TEXTO DE LEITURA:

● ● ● ● ●

Por mais desagradável que seja a história do príncipe Andrew com Epstein, observadores da família real disseram que o caso não representa uma ameaça grave
LONDRES - A monarquia britânica está em um ponto de virada. A rainha Elizabeth II, 93 anos, está entrando para a história enquanto seu filho e herdeiro, príncipe Charles, age no sentido de consolidar seu controle. A violenta reação à entrevista do príncipe Andrew à televisão, comentando sua amizade com o financista Jeffrey Epstein, condenado por pedofilia, lançou um poderoso holofote na gestão da "firma" (como os entendidos costumam se referir à família real) com a rainha à frente. Mostrou também de maneira dramática como o príncipe Charles assumiu efetivamente a posição de herdeiro do trono.
Faz tempo que o príncipe Charles defende uma família real mais simplificada, com um menor número de membros envolvidos em funções públicas. Mas a crise envolvendo o príncipe Andrew é o sinal mais visível até o momento indicando que essa mudança teve início.
Valentine Low, que cobre a família real para o Times de Londres, disse que sob o comando da rainha, “há uma série de entidades diferentes na família, que funcionam como grupelhos". “Andrew é a cabeça de um grupo menor”, disse ele. “Mas, ocasionalmente, surge uma crise que só pode ser superada por uma liderança central.”

● ● ● ● ●

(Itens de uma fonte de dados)

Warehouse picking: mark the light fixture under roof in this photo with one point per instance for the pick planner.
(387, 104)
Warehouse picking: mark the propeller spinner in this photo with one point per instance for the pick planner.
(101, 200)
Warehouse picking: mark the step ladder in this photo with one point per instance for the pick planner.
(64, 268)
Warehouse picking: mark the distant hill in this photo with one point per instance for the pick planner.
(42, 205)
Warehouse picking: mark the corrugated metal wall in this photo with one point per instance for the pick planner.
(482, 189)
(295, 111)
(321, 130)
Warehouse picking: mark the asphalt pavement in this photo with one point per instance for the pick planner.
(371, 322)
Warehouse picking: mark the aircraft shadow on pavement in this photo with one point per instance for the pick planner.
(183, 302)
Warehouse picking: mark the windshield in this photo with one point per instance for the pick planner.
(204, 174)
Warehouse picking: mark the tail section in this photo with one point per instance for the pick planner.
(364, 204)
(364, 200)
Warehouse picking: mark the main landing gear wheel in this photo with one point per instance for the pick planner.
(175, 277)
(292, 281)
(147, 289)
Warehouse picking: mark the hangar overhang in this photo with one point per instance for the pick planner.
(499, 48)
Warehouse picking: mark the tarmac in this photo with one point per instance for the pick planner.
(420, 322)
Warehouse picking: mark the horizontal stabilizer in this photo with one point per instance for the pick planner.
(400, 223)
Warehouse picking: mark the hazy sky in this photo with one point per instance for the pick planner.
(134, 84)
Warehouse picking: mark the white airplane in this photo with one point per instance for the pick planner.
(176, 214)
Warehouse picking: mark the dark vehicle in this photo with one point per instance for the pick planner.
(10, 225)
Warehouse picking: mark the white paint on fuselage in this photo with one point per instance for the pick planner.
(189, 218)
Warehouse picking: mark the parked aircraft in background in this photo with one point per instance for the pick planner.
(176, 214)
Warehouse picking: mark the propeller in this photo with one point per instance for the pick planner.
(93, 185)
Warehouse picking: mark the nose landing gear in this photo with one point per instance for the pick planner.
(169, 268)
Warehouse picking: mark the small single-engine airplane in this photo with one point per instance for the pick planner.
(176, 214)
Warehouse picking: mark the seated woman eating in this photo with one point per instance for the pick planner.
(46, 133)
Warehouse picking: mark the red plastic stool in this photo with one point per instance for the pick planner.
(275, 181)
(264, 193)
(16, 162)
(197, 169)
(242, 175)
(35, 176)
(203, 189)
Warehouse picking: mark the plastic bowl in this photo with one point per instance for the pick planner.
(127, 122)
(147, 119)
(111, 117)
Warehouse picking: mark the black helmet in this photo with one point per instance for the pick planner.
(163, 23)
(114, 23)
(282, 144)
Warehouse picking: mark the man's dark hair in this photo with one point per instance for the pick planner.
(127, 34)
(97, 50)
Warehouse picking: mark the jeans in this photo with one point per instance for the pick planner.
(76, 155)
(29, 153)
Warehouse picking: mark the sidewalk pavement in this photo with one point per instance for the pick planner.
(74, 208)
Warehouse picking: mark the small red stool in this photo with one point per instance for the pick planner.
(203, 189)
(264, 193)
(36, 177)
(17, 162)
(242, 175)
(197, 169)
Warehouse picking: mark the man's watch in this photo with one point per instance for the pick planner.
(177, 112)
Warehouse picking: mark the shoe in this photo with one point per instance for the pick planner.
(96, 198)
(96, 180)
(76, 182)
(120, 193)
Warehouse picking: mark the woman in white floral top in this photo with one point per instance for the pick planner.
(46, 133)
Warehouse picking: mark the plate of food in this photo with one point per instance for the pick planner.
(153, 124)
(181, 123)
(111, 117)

● ● ● ● ●

INSTRUÇÕES:
1) Segundo o texto sobre a monarquia britânica, para qual jornal Valentine Low cobre a família real?
2) Repita literalmente o trecho do texto sobre a monarquia britânica que começa em "Faz tempo que" e segue até "mudança teve início.".

RESPOSTAS:
1) Para o Times de Londres.

2)
Faz tempo que o príncipe Charles defende uma família real mais simplificada, com um menor número de membros envolvidos em funções públicas. Mas a crise envolvendo o príncipe Andrew é o sinal mais visível até o momento indicando que essa mudança teve início.